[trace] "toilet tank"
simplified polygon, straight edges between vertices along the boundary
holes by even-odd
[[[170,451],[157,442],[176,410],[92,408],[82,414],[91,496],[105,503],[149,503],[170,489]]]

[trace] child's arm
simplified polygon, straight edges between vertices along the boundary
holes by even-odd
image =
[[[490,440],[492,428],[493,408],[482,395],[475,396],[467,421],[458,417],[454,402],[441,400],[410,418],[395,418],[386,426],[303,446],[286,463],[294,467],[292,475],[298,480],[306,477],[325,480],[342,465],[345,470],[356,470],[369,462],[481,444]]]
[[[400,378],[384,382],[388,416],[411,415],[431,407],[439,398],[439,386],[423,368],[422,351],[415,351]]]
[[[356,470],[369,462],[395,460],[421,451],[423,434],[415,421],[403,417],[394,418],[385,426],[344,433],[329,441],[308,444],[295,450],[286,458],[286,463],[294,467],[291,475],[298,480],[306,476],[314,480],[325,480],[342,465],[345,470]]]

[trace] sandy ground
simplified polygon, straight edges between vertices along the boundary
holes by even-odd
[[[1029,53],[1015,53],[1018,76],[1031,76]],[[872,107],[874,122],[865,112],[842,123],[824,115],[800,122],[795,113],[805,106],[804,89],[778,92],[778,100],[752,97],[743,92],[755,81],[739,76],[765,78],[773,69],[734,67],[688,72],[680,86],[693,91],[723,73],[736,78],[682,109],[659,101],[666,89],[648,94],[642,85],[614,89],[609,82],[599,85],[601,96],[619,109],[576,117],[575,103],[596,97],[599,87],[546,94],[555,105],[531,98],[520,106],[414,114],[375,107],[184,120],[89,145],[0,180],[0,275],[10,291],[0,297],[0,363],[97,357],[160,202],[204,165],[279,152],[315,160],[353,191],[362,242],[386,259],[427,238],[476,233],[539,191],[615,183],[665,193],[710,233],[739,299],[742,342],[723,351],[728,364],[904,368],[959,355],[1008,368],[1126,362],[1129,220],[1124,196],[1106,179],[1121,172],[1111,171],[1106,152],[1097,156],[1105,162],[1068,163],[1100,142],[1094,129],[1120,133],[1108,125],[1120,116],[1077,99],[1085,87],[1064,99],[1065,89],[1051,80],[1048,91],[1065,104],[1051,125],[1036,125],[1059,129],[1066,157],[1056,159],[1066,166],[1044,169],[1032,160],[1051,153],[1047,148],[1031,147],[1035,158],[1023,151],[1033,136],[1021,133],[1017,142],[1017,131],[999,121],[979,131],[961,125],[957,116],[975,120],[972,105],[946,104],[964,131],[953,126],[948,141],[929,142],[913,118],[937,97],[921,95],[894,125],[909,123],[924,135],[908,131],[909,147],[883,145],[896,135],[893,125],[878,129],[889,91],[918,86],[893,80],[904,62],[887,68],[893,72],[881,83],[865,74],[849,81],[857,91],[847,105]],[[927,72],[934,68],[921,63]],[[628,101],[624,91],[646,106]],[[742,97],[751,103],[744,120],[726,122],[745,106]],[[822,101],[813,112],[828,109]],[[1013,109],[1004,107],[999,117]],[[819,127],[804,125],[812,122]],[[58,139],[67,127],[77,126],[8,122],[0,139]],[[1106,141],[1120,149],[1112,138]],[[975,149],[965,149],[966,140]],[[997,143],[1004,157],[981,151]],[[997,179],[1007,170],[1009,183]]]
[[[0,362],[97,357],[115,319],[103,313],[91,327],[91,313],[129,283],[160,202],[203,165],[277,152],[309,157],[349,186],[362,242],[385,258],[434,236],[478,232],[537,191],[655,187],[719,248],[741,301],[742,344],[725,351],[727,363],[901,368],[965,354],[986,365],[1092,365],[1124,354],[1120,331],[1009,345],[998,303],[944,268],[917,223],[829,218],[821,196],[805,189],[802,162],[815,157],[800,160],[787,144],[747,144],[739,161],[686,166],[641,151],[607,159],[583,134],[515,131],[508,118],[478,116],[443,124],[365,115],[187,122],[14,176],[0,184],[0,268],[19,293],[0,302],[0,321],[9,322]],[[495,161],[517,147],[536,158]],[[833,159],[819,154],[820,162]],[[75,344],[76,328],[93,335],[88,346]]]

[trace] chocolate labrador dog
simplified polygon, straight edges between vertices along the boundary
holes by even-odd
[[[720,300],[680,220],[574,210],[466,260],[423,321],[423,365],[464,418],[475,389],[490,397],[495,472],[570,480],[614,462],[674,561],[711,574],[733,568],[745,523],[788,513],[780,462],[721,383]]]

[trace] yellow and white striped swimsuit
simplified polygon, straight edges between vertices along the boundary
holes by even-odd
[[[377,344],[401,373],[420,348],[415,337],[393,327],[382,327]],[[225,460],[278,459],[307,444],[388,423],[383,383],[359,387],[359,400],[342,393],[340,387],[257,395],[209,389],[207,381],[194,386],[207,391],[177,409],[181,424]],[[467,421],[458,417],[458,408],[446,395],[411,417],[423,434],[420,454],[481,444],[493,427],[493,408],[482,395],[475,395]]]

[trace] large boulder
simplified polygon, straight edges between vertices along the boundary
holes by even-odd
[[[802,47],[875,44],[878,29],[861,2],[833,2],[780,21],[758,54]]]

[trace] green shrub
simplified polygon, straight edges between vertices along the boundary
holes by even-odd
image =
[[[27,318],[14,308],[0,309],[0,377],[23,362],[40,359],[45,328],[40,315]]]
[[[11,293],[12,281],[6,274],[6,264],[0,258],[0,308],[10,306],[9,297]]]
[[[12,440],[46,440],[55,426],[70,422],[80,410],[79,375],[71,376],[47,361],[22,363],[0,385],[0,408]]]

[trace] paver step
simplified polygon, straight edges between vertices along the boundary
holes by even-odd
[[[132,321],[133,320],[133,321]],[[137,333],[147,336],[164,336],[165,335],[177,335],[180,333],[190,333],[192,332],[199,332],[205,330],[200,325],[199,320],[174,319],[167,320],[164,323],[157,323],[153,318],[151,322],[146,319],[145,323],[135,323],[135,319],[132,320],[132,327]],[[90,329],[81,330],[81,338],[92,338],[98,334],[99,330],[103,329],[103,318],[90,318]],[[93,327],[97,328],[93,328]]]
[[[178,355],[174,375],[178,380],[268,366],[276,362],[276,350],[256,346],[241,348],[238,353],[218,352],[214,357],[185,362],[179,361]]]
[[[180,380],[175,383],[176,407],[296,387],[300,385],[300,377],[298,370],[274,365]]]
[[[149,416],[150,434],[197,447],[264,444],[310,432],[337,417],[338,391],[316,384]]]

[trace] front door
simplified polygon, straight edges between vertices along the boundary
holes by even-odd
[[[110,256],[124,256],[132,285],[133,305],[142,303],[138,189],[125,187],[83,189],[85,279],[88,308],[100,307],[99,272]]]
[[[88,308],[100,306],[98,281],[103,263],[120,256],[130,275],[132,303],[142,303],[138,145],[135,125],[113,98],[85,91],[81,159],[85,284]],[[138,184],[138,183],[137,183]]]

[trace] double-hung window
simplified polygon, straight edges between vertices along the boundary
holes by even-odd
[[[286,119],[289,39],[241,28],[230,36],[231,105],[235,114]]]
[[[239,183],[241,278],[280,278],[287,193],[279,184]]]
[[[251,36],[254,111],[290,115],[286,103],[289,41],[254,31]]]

-- -- --

• STATED PROBLEM: Reproduce verbatim the lines above, from the line containing "[trace] double-hung window" through the final line of the items.

• FINISHED TASK:
[trace] double-hung window
simplified polygon, straight edges between vertices along the boundary
holes by even-odd
[[[286,119],[289,39],[241,28],[230,36],[231,105],[235,114]]]
[[[239,183],[241,278],[280,278],[287,193],[279,184]]]
[[[251,36],[254,111],[290,115],[286,103],[289,41],[254,31]]]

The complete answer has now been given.